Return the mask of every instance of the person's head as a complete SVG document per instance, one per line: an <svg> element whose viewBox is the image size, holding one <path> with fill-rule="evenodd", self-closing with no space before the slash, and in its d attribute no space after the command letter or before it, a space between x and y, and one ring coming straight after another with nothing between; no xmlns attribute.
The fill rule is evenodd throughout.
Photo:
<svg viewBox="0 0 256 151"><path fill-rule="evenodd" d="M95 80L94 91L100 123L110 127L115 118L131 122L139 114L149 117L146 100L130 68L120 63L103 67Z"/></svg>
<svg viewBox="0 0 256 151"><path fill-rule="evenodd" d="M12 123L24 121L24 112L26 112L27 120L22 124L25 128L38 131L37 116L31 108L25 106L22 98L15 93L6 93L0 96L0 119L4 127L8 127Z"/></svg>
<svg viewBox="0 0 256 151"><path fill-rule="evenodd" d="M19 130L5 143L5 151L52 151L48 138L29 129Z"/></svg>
◆ ◆ ◆
WHAT IS ASKED –
Rewrite all of the items above as a Markdown table with the columns "Row" and "Line," giving each line its own numbered row and omitting blank lines.

REPLY –
| Row | Line |
|---|---|
| 1 | Return the mask of every instance of the person's head as a complete SVG document per instance, one per line: an <svg> element whose viewBox is the image size, holding one <path> with fill-rule="evenodd", self-closing with no space before the slash, and in its d attribute no space after the command letter or before it, a space between x and y, and one ring coming straight after another with nothing between; no xmlns attribute. |
| 2 | The fill rule is evenodd throughout. |
| 3 | Photo: |
| 4 | <svg viewBox="0 0 256 151"><path fill-rule="evenodd" d="M95 80L94 91L100 123L110 127L115 118L131 122L139 114L149 117L146 100L130 68L120 63L103 67Z"/></svg> |
| 5 | <svg viewBox="0 0 256 151"><path fill-rule="evenodd" d="M12 123L24 121L24 112L26 112L27 120L22 124L25 128L38 131L37 116L31 108L25 106L22 98L15 93L6 93L0 96L0 119L4 127L8 127Z"/></svg> |
| 6 | <svg viewBox="0 0 256 151"><path fill-rule="evenodd" d="M19 130L5 143L5 151L52 151L48 138L29 129Z"/></svg> |